Job A:
Find each line in the records that contains the word "field" and copy those lines.
Job B:
Write what comes next in the forum discussion about the Dolphin emulator, picking up after its last line.

Page text:
"""
Hi  I'm interested in learning assembly and how to make codes for the wii  and I was wondering is some thing you could do with the wii emulator?

dcx2

Dolphin has very limited support for code types.  I do not know of any remote debuggers for Dolphin, but I tend to stay away from piracy tools.  You might be able do some basic hacking, but you won't get much support from this forum, which is dedicated to hacking retail Wiis with a USB Gecko.

biolizard89

Not entirely sure why you're referring to Dolphin as a piracy tool.  Most people I know who use it either use it because (much less common) they don't have a Wii (which is legal, provided they buy the games -- see Sony v. Connectix), or (much more common) because the graphics are much higher quality than on the Wii.  I'm in the latter camp... I have a 1080p TV, and Dolphin looks much better on it than my Wii does (1080p resolution, anti-aliasing / anisotropic filtering, pixel lighting, the option of stereo 3D).  Some people call HBC a piracy tool; people here know better than that, so why use the same logic to call Dolphin a piracy tool?

dcx2

HBC doesn't play games you downloaded from an iso on a warez site.  Dolphin does.  There's nothing that you can do with Dolphin that you can't do with Gecko OS, short of making games look prettier.

Further, emulating a system that is still sold at retail is, IMO, hardware piracy.  It's one thing to emulate a NES, because you can't buy them anymore (yes, VC complicates this, but only marginally).  It's another thing to emulate a console that you can still buy brand new.

biolizard89

Quote from: dcx2 on August 04, 2011, 06:07:27 PM
HBC doesn't play games you downloaded from an iso on a warez site.  Dolphin does.  There's nothing that you can do with Dolphin that you can't do with Gecko OS, short of making games look prettier.
"""
Object position labeling entries:
"""
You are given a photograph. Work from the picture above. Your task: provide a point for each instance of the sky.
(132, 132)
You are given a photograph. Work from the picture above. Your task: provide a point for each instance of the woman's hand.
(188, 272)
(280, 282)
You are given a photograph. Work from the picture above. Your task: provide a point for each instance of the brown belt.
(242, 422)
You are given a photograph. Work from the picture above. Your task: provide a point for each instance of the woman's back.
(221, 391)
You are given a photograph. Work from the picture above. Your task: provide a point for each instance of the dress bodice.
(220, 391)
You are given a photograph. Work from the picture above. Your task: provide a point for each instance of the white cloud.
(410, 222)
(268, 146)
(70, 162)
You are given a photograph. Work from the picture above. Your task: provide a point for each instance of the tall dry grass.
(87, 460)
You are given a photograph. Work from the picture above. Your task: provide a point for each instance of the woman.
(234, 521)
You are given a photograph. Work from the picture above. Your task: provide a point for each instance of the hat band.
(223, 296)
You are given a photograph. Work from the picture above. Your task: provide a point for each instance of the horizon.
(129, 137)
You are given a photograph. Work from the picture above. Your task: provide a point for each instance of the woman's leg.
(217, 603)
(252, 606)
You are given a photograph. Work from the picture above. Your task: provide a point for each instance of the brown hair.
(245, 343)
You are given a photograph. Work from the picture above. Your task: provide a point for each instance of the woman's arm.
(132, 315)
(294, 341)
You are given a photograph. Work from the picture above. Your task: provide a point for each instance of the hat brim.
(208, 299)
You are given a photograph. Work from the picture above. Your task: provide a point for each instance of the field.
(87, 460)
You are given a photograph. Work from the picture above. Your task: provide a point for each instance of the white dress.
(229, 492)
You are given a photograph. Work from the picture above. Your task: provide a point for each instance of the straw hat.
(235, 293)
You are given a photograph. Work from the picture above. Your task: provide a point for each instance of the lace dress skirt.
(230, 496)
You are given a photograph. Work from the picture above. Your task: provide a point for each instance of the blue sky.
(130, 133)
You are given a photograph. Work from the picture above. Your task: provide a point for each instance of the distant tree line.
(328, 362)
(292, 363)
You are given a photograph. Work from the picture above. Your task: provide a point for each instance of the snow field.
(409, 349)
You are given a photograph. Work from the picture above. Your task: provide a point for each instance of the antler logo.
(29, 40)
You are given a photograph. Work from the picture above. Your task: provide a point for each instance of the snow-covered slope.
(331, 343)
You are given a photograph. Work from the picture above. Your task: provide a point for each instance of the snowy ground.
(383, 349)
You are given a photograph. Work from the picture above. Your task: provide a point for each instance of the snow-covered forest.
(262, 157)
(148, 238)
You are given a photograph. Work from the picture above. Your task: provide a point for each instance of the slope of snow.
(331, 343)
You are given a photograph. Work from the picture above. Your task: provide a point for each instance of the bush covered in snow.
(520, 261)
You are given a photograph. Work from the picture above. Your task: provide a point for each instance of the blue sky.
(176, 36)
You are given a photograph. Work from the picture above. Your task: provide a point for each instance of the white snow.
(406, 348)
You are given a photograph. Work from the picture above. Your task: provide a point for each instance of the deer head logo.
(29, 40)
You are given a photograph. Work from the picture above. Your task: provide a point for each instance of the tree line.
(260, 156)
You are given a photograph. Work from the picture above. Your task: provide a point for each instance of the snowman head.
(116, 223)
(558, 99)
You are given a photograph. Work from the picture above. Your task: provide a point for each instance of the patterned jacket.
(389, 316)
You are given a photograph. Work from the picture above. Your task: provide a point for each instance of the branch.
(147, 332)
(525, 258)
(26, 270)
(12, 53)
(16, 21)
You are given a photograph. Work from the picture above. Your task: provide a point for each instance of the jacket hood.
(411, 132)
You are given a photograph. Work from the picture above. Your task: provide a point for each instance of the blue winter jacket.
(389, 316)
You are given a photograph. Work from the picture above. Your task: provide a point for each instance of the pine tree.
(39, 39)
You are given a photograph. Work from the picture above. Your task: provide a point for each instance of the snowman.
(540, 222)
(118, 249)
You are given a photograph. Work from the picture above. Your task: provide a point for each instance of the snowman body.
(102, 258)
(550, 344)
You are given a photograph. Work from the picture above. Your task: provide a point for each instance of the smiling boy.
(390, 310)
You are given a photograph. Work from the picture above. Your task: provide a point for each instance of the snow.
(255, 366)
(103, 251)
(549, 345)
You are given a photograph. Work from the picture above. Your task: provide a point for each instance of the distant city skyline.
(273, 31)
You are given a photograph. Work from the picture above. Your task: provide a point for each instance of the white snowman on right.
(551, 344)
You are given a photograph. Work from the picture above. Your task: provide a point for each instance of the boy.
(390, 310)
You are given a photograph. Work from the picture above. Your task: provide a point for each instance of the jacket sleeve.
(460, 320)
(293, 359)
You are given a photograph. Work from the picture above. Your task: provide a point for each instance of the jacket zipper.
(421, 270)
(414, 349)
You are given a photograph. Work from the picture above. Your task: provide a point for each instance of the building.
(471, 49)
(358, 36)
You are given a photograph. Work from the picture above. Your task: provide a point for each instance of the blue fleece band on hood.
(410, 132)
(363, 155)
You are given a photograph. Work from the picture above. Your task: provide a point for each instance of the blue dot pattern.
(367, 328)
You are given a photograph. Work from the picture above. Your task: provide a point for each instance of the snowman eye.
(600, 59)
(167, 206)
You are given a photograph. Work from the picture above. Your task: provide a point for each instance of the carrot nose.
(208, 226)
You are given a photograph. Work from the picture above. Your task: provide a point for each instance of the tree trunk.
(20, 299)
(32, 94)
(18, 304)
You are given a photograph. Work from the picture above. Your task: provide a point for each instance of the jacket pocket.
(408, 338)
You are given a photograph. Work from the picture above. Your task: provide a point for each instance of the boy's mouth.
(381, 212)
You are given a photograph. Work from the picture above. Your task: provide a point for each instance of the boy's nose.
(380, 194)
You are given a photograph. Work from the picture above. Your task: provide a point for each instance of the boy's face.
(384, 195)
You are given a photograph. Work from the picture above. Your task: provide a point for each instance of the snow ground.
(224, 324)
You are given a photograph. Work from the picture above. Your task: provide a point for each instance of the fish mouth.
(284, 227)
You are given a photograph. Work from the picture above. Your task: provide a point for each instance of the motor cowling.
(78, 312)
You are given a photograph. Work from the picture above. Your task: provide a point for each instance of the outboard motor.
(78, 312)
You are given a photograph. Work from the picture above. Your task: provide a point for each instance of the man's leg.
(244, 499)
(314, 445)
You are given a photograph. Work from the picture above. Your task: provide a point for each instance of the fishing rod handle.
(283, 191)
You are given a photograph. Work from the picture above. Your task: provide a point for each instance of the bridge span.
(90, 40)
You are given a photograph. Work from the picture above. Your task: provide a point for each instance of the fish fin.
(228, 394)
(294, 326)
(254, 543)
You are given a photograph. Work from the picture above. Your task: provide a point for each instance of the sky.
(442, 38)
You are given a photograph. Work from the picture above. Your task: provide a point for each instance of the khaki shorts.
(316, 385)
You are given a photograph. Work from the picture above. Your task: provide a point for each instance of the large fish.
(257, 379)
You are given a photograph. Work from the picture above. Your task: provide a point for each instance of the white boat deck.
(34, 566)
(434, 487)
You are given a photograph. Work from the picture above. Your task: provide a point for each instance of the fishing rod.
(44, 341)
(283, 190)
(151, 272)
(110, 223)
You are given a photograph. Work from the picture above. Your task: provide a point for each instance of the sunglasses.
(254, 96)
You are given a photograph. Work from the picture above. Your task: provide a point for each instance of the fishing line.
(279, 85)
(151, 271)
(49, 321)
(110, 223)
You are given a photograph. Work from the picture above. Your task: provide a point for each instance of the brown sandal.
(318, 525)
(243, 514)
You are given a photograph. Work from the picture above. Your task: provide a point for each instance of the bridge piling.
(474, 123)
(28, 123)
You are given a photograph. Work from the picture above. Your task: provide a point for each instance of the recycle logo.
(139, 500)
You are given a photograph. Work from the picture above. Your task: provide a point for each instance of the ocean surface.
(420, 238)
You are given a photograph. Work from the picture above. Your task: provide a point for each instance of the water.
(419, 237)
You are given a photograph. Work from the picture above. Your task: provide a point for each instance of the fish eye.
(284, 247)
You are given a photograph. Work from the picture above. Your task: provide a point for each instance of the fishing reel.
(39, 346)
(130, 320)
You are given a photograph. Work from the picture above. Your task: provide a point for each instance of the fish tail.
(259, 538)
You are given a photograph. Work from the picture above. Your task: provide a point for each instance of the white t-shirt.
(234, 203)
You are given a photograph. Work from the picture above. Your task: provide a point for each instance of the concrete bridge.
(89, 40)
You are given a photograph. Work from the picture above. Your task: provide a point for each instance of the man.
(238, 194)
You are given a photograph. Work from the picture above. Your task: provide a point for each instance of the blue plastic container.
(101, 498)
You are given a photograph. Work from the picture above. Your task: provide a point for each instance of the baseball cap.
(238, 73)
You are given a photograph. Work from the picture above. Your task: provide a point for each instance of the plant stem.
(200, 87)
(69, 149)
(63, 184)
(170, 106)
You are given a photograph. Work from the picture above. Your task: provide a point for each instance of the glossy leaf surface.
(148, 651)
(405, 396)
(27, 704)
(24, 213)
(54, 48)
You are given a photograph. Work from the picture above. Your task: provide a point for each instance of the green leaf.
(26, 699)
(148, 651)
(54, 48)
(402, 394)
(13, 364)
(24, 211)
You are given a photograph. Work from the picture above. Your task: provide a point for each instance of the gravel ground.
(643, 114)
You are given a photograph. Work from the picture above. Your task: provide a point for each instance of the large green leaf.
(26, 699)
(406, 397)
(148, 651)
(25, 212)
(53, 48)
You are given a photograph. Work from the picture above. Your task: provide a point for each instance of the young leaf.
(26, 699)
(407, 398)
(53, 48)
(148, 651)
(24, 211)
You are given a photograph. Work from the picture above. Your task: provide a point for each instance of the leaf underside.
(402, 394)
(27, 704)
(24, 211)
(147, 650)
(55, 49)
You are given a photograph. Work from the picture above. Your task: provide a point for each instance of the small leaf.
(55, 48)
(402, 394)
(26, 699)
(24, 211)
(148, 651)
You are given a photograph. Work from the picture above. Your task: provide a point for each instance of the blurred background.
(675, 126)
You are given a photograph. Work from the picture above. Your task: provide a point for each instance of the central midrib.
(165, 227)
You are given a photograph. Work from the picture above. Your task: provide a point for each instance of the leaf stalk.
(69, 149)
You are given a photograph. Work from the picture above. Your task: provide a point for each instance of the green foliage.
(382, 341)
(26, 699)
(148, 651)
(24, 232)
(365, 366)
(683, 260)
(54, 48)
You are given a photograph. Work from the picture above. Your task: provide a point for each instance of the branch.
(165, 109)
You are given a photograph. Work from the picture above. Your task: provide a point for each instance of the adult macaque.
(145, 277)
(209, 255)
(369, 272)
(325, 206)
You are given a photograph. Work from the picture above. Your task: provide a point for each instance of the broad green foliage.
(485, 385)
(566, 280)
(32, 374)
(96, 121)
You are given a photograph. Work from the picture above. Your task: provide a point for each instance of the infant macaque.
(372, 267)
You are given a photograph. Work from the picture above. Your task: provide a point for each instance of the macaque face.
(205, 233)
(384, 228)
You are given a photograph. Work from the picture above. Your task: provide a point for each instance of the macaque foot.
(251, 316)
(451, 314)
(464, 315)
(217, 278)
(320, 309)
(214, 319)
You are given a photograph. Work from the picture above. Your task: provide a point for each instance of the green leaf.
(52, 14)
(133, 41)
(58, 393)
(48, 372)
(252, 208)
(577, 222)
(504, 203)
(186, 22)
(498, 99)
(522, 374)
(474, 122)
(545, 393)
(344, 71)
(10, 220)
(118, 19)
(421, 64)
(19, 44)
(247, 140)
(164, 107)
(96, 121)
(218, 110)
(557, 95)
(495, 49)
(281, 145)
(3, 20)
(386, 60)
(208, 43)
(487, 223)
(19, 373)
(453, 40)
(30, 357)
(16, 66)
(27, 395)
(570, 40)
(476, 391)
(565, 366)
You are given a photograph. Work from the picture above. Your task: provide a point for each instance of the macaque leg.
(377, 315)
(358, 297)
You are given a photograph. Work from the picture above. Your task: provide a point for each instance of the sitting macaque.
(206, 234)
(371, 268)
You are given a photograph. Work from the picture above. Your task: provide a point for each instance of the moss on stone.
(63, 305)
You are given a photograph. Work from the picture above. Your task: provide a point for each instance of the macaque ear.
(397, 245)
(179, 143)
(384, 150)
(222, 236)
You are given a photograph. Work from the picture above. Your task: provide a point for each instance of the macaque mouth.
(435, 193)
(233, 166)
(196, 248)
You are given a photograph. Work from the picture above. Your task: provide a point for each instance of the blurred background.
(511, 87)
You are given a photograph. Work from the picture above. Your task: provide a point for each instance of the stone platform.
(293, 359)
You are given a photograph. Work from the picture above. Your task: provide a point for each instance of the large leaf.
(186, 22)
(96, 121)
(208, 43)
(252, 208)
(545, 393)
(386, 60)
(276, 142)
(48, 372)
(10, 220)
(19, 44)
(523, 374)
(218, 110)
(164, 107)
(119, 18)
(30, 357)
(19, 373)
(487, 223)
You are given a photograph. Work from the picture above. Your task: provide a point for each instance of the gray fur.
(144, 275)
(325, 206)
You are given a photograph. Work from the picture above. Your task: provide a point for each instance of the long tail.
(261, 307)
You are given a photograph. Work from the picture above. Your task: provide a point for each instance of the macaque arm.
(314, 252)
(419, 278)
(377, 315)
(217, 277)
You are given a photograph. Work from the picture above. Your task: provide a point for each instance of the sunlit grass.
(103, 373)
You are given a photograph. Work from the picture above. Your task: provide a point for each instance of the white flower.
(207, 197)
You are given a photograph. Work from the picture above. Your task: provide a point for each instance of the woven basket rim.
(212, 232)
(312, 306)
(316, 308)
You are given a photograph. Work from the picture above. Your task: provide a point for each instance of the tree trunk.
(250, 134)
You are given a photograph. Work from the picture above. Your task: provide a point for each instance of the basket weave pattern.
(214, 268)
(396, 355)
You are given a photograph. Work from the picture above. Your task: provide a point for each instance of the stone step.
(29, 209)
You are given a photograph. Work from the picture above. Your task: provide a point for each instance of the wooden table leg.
"""
Answer A:
You are given a photograph. Work from the picture above. Your task: provide a point for each instance of the field.
You are given a photograph. Work from the picture above. Your task: provide a point for each instance of the snow field.

Answer B:
Further, emulating a system that is still sold at retail is, IMO, hardware piracy.  It's one thing to emulate a NES, because you can't buy them anymore (yes, VC complicates this, but only marginally).  It's another thing to emulate a console that you can still buy brand new.
The court case Sony v. Connectix established that (in the U.S.) emulation of current-gen consoles is not piracy.  Connectix was marketing a commercial product that allowed PSX games to be played on a PC (while the PSX was still popular).  The court ruled that Sony's lawsuit against Connectix was anti-competitive.  Under this case law, Dolphin is a competing product with the Wii hardware, not stealing the Wii hardware.  (Obviously, this only holds true so long as all of Dolphin's code is produced via reverse-engineering; if Dolphin were to steal documentation/code from Nintendo, that would be illegal.)

Also, I see Dolphin as different to Wii backup loaders in that Dolphin's main purpose (indeed, the purpose advertised on their website) is higher-quality graphics.  Given that many PS3 gamers chose the PS3 because its graphics are better than the Wii's, this is a major selling point that attracts a major market.  Yes, Dolphin can be used for piracy, but that's not its main purpose.  In contrast, the backup launchers' sole purpose is to bypass copy-protection (and while I realize that some users have bad DVD drives, or want faster loading times, those use cases are much more rare than wanting high-quality graphics).

(Not trying to start an argument, just putting in my opinion.  :) )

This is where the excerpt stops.